Excerpted passage ::
PRODUCTION OF METAL OXIDE NANOPARTICLES DISPERSED ON FIBRES

Abstract

The present invention relates to a method for obtaining nanoparticles of metal oxides dispersed in fibers comprising preparing a stable gel from nanoparticle precursors, immersing the fibers in the stable gel and subjecting them to a hydrothermal treatment until the fibers are coated with the nanoparticles in a homogeneous way. The obtained fibers are used in the degradation of organic pollutants.

Description

TECHNICAL FIELD OF THE INVENTION

This invention is related to the industrial sector of materials, particularly with the methods to form hybrid systems of the textile industry that incorporate nanotechnology in polymeric fibers or textiles forming functionalized fibers.

BACKGROUND OF THE INVENTION

The addition of nanoparticles on the textile fibers may have disadvantages in the dispersion since the addition and incorporation is critical and difficult to achieve. Taking into account the nanometric sizes of metal oxide particles, there is a limitation for their dispersion, since due to their size, they have a high surface energy and a high tendency to agglomeration.

One of the techniques most used to obtain a hybrid material, from a textile fiber with nanoparticles, consists of immersing the fibers in sol-gel solutions that contain the precursors of the metal oxides and generate the crystalline formation through a calcination process. In this treatment, the fibers suffer degradation phenomena, given their organic nature. Therefore, this type of solution does not solve the problem of dispersion of nanoparticles.

Other methods of manufacturing the hybrid materials by immersion include taking advantage of the exchange of the surface charges that some polymeric fibers have to promote the anchoring of the nanoparticles from a colloidal solution. These techniques have many stages of manufacture and the need to maintain strict control in each of them. In addition, the final hybrid fiber material may have different coating thicknesses of metal oxide nanoparticles, which may decrease the porosity between the fibers and increase the stiffness.

The scientific article by Chaorong et al. “Functionalization of Electrospun Nanofibers of Natural Cotton Cellulose by Cerium Dioxide Nanoparticles for Ultraviolet Protection” develops a process to form nanoparticles of metal oxides on fibers. This research proposes the surface modification of cellulose acetate nanofibers with CeO₂ nanoparticles through a hydrothermal treatment. However, the nanoparticles obtained are of sizes greater than 100 nm and very little homogeneous.

On the other hand, it is known that after the synthesis of inorganic nanoparticles it is necessary to perform calcining processes at high temperatures to obtain the crystalline properties that define the behavior of the material. Generally, the subsequent thermal treatment is carried out at temperatures that are around 300 and 800° C., temperatures in which a greater quantity of crystalline material is obtained, avoiding the formation of an amorphous structure. For example, the study by Mahshid S. et al. “Synthesis of TiO₂ nanoparticles by hydrolysis and peptization of titanium isopropoxide solution” ([Periodic publication]//Semicond.Physics, Quantum, Electron.-2006-pp. 65-68) proposes a sol-gel synthesis and a heat treatment at different temperatures. However, the minimum temperatures at which crystallinity is acceptable are around 400 and 600° C. It results in a significantly aggressive process for the polymeric fibers, therefore, for the processing of this type of organic-inorganic hybrid material it is unlikely to use this methodology.

Dataset entries ::
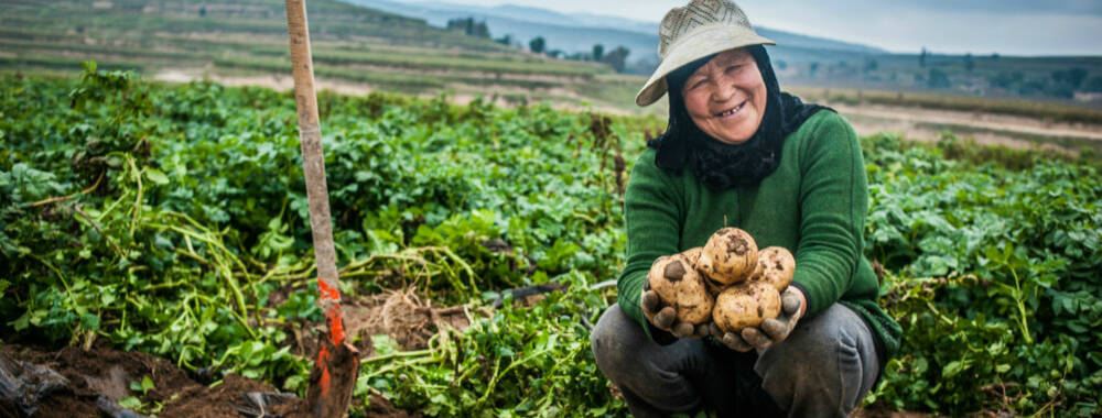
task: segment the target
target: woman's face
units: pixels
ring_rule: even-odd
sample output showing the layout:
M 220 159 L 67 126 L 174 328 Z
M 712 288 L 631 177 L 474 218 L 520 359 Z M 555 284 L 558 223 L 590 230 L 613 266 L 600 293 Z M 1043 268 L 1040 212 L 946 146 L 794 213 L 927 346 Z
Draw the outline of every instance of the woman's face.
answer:
M 746 142 L 765 116 L 766 88 L 754 56 L 730 50 L 696 69 L 681 89 L 696 128 L 728 144 Z

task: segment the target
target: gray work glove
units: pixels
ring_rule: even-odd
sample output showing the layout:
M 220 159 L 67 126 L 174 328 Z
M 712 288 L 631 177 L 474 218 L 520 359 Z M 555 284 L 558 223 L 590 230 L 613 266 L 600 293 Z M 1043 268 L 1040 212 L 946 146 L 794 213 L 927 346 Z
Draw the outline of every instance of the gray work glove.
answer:
M 678 311 L 672 306 L 662 306 L 662 299 L 658 293 L 650 289 L 650 280 L 642 285 L 642 295 L 639 296 L 639 306 L 642 314 L 648 318 L 650 324 L 662 331 L 672 333 L 677 338 L 701 338 L 707 336 L 709 324 L 701 323 L 693 326 L 690 322 L 678 321 Z
M 711 323 L 709 332 L 731 350 L 750 351 L 765 350 L 773 344 L 785 341 L 796 329 L 796 323 L 807 310 L 803 293 L 796 286 L 788 286 L 780 294 L 780 315 L 776 319 L 766 319 L 757 327 L 744 328 L 742 332 L 723 332 L 715 323 Z

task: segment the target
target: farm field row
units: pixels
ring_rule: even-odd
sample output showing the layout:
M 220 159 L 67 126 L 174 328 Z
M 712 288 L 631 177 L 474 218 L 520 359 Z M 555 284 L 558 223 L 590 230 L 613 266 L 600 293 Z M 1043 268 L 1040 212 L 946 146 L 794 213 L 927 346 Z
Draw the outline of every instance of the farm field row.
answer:
M 368 355 L 355 414 L 624 414 L 588 345 L 615 289 L 593 285 L 624 263 L 624 187 L 663 122 L 377 92 L 320 109 Z M 294 120 L 264 88 L 0 77 L 0 344 L 302 395 L 322 316 Z M 905 330 L 866 410 L 1099 414 L 1099 162 L 952 135 L 862 145 L 866 255 Z M 508 292 L 533 285 L 553 292 Z M 175 410 L 138 370 L 126 404 Z

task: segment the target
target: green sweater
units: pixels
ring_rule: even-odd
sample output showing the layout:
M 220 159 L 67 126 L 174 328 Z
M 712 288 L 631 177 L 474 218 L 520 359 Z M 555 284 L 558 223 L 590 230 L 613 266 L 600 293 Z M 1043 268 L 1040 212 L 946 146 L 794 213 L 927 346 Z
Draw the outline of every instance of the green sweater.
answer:
M 900 329 L 876 302 L 878 280 L 862 251 L 868 190 L 861 144 L 844 118 L 820 111 L 785 139 L 780 166 L 755 187 L 714 191 L 690 167 L 671 174 L 647 148 L 635 163 L 625 196 L 627 265 L 618 280 L 620 309 L 647 332 L 639 295 L 651 263 L 702 246 L 723 227 L 754 237 L 759 249 L 779 245 L 796 256 L 793 285 L 808 298 L 808 316 L 841 302 L 873 329 L 886 361 Z

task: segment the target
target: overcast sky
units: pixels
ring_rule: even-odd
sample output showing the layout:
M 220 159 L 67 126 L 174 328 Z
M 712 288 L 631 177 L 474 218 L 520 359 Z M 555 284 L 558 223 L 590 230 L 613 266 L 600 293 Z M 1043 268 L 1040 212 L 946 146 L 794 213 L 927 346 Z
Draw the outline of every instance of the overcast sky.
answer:
M 410 0 L 404 0 L 410 1 Z M 658 22 L 687 0 L 449 0 Z M 892 52 L 1102 55 L 1102 0 L 737 0 L 750 22 Z

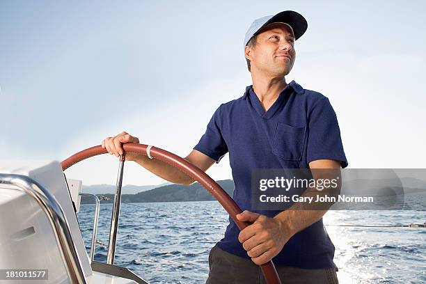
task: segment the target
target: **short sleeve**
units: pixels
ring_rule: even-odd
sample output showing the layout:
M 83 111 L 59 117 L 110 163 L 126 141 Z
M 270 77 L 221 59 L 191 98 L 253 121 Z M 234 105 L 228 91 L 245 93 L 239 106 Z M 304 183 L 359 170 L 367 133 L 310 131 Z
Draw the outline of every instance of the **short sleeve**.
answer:
M 347 167 L 348 163 L 337 116 L 327 97 L 323 97 L 317 102 L 308 121 L 307 163 L 317 159 L 334 159 L 340 161 L 342 168 Z
M 194 149 L 209 156 L 219 163 L 228 152 L 228 146 L 221 129 L 221 107 L 219 106 L 210 119 L 205 133 Z

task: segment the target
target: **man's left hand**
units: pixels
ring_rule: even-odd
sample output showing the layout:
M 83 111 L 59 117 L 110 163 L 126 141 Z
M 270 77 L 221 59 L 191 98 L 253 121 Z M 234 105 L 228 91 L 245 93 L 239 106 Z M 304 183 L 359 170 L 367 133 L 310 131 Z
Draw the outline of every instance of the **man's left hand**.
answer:
M 239 232 L 238 240 L 256 265 L 271 260 L 278 254 L 292 234 L 281 220 L 248 210 L 237 215 L 242 221 L 253 223 Z

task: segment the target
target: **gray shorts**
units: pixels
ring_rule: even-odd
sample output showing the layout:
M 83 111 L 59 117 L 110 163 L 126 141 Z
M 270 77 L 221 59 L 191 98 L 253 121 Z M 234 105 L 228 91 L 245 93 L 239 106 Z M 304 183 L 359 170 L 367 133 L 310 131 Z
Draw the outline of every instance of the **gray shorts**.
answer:
M 207 284 L 266 284 L 262 271 L 251 260 L 240 258 L 214 246 L 209 254 Z M 338 284 L 336 269 L 304 269 L 276 266 L 284 284 Z

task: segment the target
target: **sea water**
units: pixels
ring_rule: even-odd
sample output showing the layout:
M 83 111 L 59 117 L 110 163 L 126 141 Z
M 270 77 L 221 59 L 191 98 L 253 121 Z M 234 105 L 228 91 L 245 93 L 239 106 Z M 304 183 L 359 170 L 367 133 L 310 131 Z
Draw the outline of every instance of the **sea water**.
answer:
M 115 264 L 150 283 L 203 283 L 208 254 L 222 238 L 228 214 L 216 201 L 123 203 Z M 97 239 L 108 243 L 112 204 L 101 204 Z M 94 205 L 78 214 L 90 251 Z M 423 223 L 425 211 L 329 211 L 329 225 Z M 426 283 L 426 229 L 326 226 L 336 246 L 340 283 Z M 97 245 L 95 260 L 106 262 Z

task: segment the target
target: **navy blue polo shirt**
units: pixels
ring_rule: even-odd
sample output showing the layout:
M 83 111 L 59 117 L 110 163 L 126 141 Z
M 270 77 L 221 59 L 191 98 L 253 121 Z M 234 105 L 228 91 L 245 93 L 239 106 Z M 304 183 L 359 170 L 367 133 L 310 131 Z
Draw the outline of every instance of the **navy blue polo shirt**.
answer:
M 308 168 L 312 161 L 347 161 L 336 113 L 320 93 L 292 81 L 267 111 L 252 86 L 244 95 L 222 104 L 194 149 L 219 163 L 229 152 L 235 189 L 232 198 L 242 210 L 273 217 L 279 211 L 256 211 L 251 207 L 251 169 Z M 238 241 L 239 230 L 230 217 L 224 237 L 217 246 L 248 258 Z M 306 269 L 333 267 L 334 246 L 322 219 L 294 235 L 274 259 L 278 265 Z

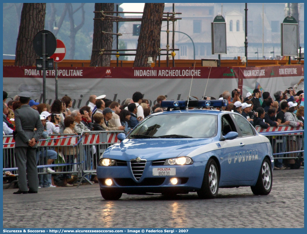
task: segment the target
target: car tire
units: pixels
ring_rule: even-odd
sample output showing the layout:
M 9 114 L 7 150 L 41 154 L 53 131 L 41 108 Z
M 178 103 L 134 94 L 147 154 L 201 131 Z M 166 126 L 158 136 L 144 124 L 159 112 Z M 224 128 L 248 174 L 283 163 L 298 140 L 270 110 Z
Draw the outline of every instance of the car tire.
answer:
M 220 176 L 216 163 L 212 158 L 206 166 L 201 188 L 197 191 L 201 199 L 215 198 L 219 192 Z
M 100 192 L 106 200 L 118 200 L 122 195 L 122 193 L 112 189 L 100 189 Z
M 262 162 L 256 185 L 251 186 L 251 188 L 255 195 L 267 195 L 271 191 L 273 182 L 271 164 L 266 158 Z

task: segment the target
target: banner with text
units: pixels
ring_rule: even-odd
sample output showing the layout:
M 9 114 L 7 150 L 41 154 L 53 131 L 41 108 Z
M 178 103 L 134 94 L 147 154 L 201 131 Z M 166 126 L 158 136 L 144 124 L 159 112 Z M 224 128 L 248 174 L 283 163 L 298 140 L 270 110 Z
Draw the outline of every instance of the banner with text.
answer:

Exercises ::
- 1) In the nanoparticle patent text, duplicate the passage starting with "Description" and going on through "forming functionalized fibers.".
- 2) List every section heading that appears below the title in the nanoparticle patent text.

The responses ::
- 1)
Description

TECHNICAL FIELD OF THE INVENTION

This invention is related to the industrial sector of materials, particularly with the methods to form hybrid systems of the textile industry that incorporate nanotechnology in polymeric fibers or textiles forming functionalized fibers.

- 2)
Abstract
Description
TECHNICAL FIELD OF THE INVENTION
BACKGROUND OF THE INVENTION